— RECORDS PROVIDED —
______

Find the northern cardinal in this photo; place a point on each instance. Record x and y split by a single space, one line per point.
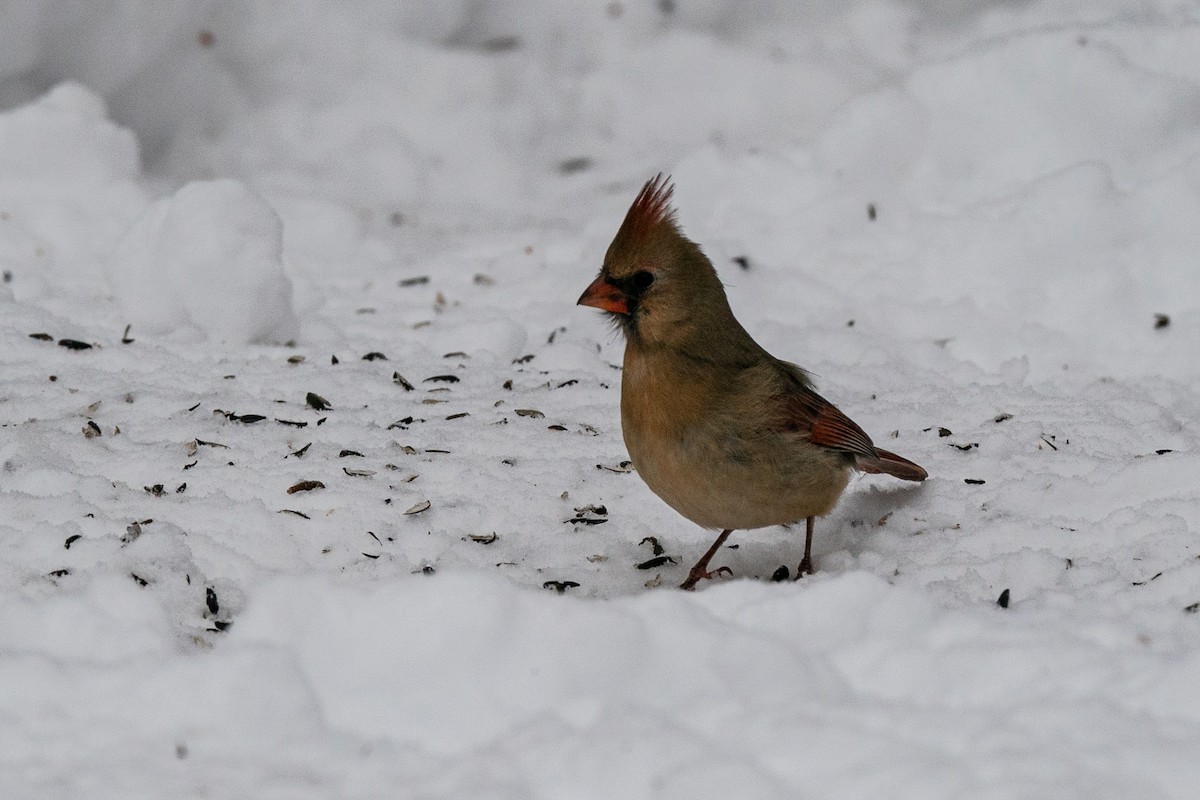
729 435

______

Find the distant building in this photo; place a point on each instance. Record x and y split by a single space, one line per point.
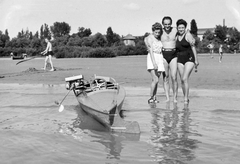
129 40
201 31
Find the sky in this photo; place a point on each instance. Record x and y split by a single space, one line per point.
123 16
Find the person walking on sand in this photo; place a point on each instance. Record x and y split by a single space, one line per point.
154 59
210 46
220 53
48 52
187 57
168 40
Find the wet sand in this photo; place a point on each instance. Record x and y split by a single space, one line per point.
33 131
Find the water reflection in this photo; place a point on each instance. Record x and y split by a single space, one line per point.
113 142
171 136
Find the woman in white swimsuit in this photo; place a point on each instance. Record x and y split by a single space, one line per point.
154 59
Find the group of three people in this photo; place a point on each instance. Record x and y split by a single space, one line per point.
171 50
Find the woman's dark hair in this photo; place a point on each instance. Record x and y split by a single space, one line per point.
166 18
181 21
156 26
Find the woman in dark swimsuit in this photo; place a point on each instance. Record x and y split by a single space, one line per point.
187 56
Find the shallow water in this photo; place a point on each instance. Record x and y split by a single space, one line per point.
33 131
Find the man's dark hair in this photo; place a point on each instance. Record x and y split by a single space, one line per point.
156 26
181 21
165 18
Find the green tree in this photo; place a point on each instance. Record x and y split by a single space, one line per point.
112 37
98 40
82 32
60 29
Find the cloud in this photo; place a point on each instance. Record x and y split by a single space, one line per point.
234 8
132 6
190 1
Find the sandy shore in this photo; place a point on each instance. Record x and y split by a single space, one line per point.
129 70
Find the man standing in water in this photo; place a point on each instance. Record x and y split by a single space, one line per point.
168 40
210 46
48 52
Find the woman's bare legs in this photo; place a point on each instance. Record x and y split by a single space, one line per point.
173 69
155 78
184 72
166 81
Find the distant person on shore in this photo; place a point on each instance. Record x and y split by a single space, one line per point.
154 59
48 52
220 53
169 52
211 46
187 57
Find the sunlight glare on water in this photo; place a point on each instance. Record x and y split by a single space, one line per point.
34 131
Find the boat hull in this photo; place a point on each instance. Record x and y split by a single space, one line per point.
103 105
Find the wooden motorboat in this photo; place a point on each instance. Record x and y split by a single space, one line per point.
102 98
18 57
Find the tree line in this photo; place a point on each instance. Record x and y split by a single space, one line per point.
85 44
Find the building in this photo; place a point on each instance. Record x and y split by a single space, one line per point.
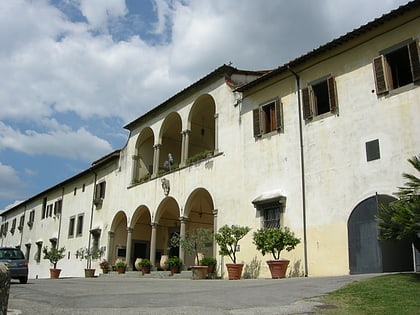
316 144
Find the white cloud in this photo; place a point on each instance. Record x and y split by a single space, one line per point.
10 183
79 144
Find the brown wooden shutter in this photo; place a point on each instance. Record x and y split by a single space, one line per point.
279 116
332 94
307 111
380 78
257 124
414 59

______

— EXERCISE GOAL —
State how many lines in the rows above contain the word "hair". Reply with the number alone.

— RESULT BELOW —
2